• [Alıştırma Amacı] Aşağıdaki kayıtların tüm satırlarını eksiksiz yeniden yaz ve cevaplardaki nokta koordinatlarının her sayısını -23 ekleyerek değiştir. Cevapların dışındaki sayılara dokunma, resimleri de cevaba alma.

• [Verilen Kayıtlar]
*****

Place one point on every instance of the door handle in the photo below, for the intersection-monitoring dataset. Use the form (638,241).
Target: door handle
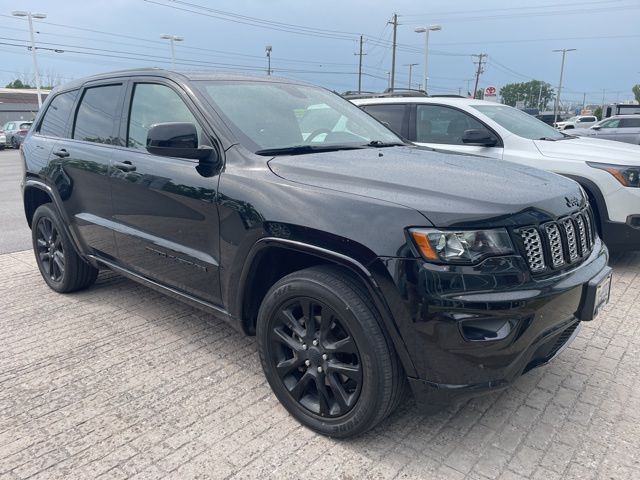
(125,166)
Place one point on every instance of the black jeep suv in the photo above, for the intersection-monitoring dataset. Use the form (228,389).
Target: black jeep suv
(361,263)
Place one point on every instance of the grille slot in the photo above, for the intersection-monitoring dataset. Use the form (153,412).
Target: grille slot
(556,245)
(533,249)
(582,233)
(572,243)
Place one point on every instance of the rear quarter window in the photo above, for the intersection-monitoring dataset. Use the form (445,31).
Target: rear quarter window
(96,119)
(393,115)
(54,122)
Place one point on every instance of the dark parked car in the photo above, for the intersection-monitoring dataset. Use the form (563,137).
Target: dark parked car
(15,132)
(361,263)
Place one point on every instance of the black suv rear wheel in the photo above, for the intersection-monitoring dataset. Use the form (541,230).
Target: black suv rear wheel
(61,267)
(324,353)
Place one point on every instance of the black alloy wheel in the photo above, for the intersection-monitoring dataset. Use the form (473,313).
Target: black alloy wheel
(49,249)
(316,357)
(325,352)
(59,264)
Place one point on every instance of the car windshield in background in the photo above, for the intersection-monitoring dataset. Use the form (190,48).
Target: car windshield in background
(519,123)
(270,116)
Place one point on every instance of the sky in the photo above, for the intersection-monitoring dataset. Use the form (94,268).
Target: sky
(318,41)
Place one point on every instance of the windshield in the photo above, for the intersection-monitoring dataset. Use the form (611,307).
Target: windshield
(269,115)
(519,123)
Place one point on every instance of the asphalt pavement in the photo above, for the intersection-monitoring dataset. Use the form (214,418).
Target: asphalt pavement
(14,231)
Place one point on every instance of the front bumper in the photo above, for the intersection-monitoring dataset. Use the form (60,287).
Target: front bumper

*****

• [Nihai Sonuç]
Place one point on every instance of the door handle in the photo below, for the intersection-monitoring dataset. Use the form (638,241).
Target: door handle
(102,143)
Place one point on every instance of the black jeep suv in the photo above, for the intersection-monitoring dataset. Use the form (228,389).
Target: black jeep suv
(338,240)
Place one point on every instance of the grille slot in the photo above, for the intersection-monitoring dataset. Use the form (153,412).
Target: grille slot
(533,222)
(510,226)
(559,210)
(549,220)
Place one point on every instance of the rear quarter window in the photo above, for the intersection-monitoring dataset. Use the form (445,31).
Target: rear quarter window
(73,96)
(370,92)
(31,99)
Place one point on every instance of the dark parked car in the photo above, for the intersection-monitoring dataset. Use the form (563,137).
Target: dark parked car
(-8,109)
(338,240)
Place one point on every instance of the black suv rear wheel in the photo above, for the intersection-monitoring dataset. Use the form (541,230).
Target: black suv rear wheel
(38,244)
(301,330)
Place one point on every instance of the black alloy wheel in the photo above, for the intersection-monitoring dataset. Use the form (473,313).
Target: black alloy wheel
(26,226)
(293,334)
(302,329)
(36,241)
Place one point on every instance of the car windshield in background in the photo above, for the intersection-monitoring dataset. Use the form (190,48).
Target: car windshield in background
(496,100)
(247,93)
Place one point on every instance of the sky in the photo above, for the intersection-monitoring dataset. Use the form (94,268).
Target: sky
(295,18)
Place one point on every instance of the windshield in the photo above, for the intersection-monitoring dataset. Use the form (611,307).
Target: windshield
(246,92)
(496,100)
Place one point on every instance of the asphalt pavement in the photo above, for the intersection-monitoring dataset. Use the form (214,418).
Target: asphalt pavement
(-9,208)
Place one point on every instance of the front bumper in the photo above, for the intersection-monitoring dataset. Use the form (60,287).
Target: front bumper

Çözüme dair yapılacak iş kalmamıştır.